● **Consignes**
1. Dans l'entretien sur les personnes handicapées en Côte d'Ivoire, relevez chaque nombre de personnes handicapées intégrées à la fonction publique, avec la période qui s'y rapporte.
2. Rédigez la suite de l'entretien sur les personnes handicapées en Côte d'Ivoire, à partir de la dernière phrase donnée.

« Les handicapés ont besoin d’aide »: Koné Aboubacar, PCA de la confédération des organisations des personnes handicapées de Côte d’Ivoire (Cophci)
Créée le 12 mars 2012, la
confédération des organisations des personnes handicapées de Côte d’Ivoire (Cophci)
parle aujourd’hui, au nom de toutes les personnes handicapées du pays, par
types de handicape et par besoin spécifique. Dans cet entretien, le président
de la structure fait le bilan de leurs actions.
Quelle est la situation des
personnes handicapées en Côte d’Ivoire ?
Après 2011-2012, il faut dire que la
situation des personnes handicapées a évoluée positivement. Depuis 2015, notamment,
l’Etat fait beaucoup d’efforts pour l’insertion des personnes handicapées. Il y
a le recrutement dérogatoire que nous saluons. Ce recrutement à la fonction
publique avait été arrêté en 2008. Mais, depuis 2014 il a été repris par le gouvernement.
Avant 2008, il y avait pratiquement 600 personnes handicapés déjà insérées à la
fonction publique. En 2014-2015, l’Etat a inséré 300 ; en2018, il y a eu 158
handicapés qui ont intégré la fonction publique. En 2019, 200 ont été recrutés.

● **Données brutes**

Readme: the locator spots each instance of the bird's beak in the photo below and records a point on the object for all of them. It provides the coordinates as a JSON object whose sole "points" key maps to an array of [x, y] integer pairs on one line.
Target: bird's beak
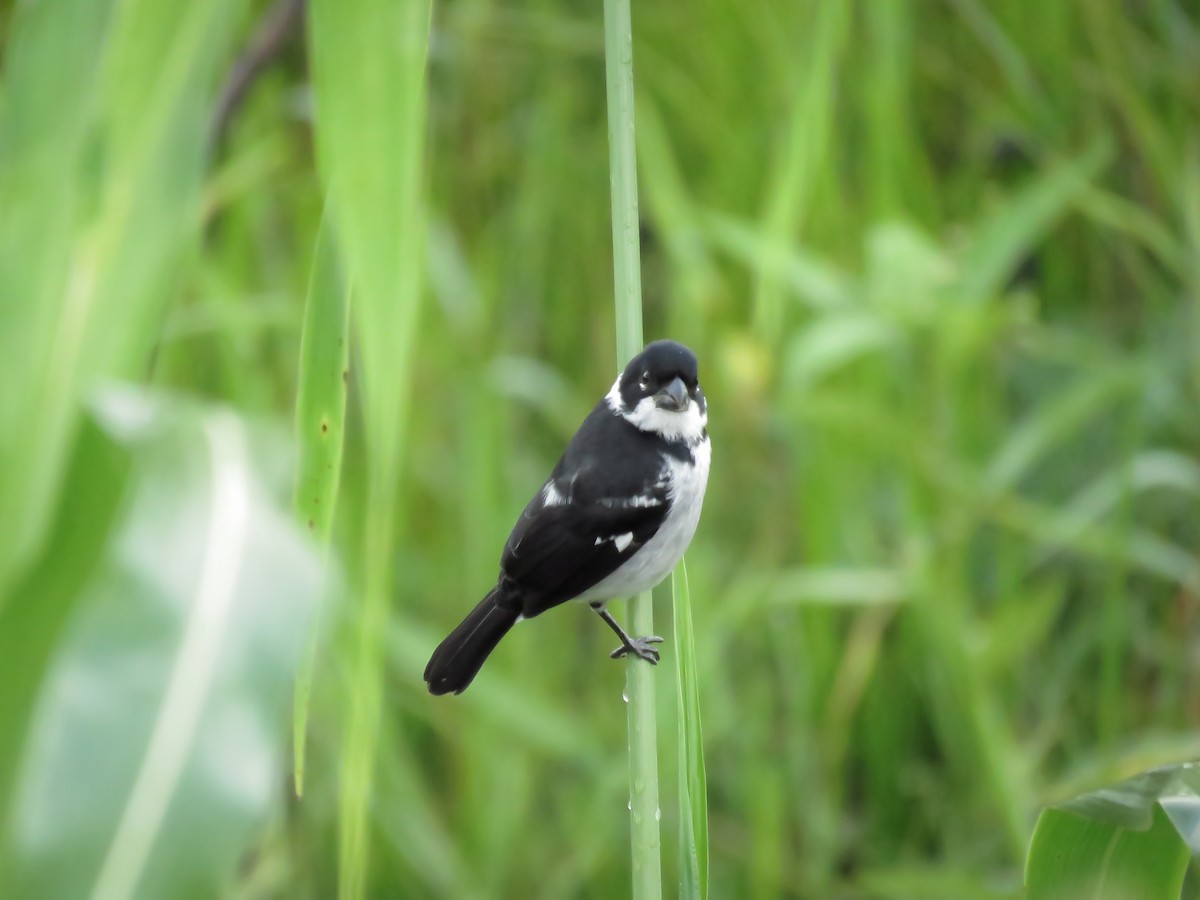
{"points": [[673, 396]]}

● **Réponses**
1.
- Avant 2008 : pratiquement 600
- 2014-2015 : 300
- 2018 : 158
- 2019 : 200

2.
Pareil pour 2020 et 2021.
Ce recrutement est-il significatif
pour vous ?
Il est salutaire. Toutefois, nous
souhaiterons que l’Etat augmente le nombre de postes budgétaires attribuées aux
personnes handicapées diplômées. Ce sont 200 postes pour plus de 1 000 postulants.
C’est très faible. À côté de cela, les personnes handicapées diplômées lettrées
sont très peu, comparés à ceux qui n’ont pas de diplômes. Ils représentent entre 2 à 3% des personnes
handicapées.
Ces personnes handicapées qui entrent
à la Fonction publique, sont-elles bien intégrées ?
Les échos qui nous parviennent ne sont
pas toujours réjouissants à ce niveau. Les directions des ressources humaines (DRH)
qui accueillent les handicapés dans leurs services sont en général hésitantes à
leur égard. Ils leurs disent souvent qu’ils ne savent pas quoi faire d’eux. Beaucoup
restent longtemps sur le carreau, sans poste. Il faut l’intervention de la
direction de la promotion des personnes handicapées, pour leur trouver des
postes.
Direz-vous que c’est une sorte de
discrimination à votre égard ?
Oui. Sur quelle base on affecte les
autres fonctionnaires pendant que nous faisons un à deux ans sur le carreau ?
Dans certains ministères comme l’Economie et les finances ou bien le Budget, on
comprend. Mais pour les autres ministères, nous ne comprenons pas. On nous rejette
carrément. Les DRH nous disent qu’ils n’ont pas besoin de nous.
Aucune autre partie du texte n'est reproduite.